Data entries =
--------

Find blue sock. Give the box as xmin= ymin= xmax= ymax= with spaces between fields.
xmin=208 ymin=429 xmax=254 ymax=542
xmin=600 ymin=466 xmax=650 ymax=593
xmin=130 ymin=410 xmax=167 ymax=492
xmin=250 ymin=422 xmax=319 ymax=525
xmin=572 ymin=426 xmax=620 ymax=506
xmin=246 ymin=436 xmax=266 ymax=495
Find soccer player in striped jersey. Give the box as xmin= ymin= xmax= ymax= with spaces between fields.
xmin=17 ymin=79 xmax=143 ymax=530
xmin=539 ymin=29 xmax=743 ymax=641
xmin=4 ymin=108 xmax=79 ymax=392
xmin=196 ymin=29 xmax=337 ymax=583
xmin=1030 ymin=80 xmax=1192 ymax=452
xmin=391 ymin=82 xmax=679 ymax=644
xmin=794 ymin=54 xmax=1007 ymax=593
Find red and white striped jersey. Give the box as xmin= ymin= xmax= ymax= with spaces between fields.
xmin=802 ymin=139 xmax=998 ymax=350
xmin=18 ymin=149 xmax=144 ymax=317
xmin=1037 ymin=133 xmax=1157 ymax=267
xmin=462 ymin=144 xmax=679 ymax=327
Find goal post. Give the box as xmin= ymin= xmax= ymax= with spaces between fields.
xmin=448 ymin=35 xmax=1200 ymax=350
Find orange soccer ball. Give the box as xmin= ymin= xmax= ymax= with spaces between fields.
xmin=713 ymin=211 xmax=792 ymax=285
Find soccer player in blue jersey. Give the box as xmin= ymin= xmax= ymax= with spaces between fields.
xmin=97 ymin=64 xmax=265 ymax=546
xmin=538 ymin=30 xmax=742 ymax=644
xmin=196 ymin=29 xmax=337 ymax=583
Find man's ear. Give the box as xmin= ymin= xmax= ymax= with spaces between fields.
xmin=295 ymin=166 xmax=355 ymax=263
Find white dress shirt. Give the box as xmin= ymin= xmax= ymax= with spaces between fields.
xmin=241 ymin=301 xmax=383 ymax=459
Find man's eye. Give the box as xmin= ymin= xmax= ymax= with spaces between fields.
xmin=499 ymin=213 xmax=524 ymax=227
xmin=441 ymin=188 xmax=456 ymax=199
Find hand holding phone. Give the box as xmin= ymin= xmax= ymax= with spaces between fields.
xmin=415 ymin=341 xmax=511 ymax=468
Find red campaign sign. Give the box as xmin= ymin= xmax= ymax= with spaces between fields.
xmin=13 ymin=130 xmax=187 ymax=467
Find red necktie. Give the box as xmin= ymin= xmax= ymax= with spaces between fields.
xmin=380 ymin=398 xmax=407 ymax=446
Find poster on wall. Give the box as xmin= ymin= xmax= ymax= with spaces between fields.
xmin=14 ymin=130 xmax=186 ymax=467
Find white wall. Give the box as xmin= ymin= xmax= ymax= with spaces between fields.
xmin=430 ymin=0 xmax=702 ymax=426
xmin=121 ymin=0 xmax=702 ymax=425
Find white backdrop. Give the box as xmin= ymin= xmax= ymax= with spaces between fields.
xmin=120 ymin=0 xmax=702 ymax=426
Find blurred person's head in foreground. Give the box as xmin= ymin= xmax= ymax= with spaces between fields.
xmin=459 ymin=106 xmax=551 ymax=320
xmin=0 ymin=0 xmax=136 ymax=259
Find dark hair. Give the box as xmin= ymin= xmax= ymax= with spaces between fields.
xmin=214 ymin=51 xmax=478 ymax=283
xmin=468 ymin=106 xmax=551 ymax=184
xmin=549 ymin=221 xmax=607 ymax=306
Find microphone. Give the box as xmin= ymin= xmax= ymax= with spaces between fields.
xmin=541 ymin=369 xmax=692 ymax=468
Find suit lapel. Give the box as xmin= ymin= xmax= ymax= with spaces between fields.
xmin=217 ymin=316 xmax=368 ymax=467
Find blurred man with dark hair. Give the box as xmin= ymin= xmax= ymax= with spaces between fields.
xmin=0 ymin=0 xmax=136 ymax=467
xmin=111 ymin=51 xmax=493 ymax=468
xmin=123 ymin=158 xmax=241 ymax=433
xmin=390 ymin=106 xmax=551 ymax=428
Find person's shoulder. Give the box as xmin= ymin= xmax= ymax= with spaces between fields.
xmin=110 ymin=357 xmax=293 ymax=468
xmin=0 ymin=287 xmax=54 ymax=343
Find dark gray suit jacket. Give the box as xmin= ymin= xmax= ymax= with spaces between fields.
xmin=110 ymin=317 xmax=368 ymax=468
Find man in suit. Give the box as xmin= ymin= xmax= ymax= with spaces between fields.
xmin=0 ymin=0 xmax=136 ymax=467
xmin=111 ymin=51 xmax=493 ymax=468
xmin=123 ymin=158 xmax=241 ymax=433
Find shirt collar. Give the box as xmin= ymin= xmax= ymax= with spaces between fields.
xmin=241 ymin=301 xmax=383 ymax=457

--------

Please rewrite the data above, starting at the line containing "Find blurred person's" and ending at its final line, with every request kept in place. Shift each bounding box coordinate in the answers by -18.

WRITTEN ANSWER =
Find blurred person's head in foreground. Give the box as xmin= ymin= xmax= ymax= with spaces between fields.
xmin=441 ymin=88 xmax=533 ymax=302
xmin=-18 ymin=-18 xmax=118 ymax=241
Find dark hair. Give the box as xmin= ymin= xmax= ymax= with spaces between fields.
xmin=196 ymin=33 xmax=460 ymax=265
xmin=450 ymin=88 xmax=533 ymax=166
xmin=531 ymin=203 xmax=589 ymax=288
Find microphone. Give the box as xmin= ymin= xmax= ymax= with spaces between fields.
xmin=523 ymin=351 xmax=674 ymax=450
Find suit lapel. Give the box as xmin= ymin= xmax= ymax= with spaces between fields.
xmin=199 ymin=298 xmax=350 ymax=449
Find blurred man with dark hair. Give the box as xmin= ymin= xmax= ymax= with spaces between fields.
xmin=-18 ymin=-18 xmax=118 ymax=449
xmin=93 ymin=33 xmax=475 ymax=450
xmin=105 ymin=140 xmax=223 ymax=415
xmin=372 ymin=88 xmax=533 ymax=410
Find person's shoulder. Give the box as xmin= ymin= xmax= ymax= with spaces between fields.
xmin=92 ymin=339 xmax=275 ymax=450
xmin=-18 ymin=269 xmax=36 ymax=325
Find dark gray suit jacket. Give the box as xmin= ymin= xmax= ymax= with spaces between fields.
xmin=92 ymin=299 xmax=350 ymax=450
Find man in suit. Give the box as xmin= ymin= xmax= ymax= with spaces between fields.
xmin=-18 ymin=-18 xmax=118 ymax=449
xmin=93 ymin=33 xmax=475 ymax=450
xmin=105 ymin=140 xmax=223 ymax=415
Find shirt collar. Give the box as xmin= ymin= xmax= ymax= with spaces between fields.
xmin=223 ymin=283 xmax=365 ymax=439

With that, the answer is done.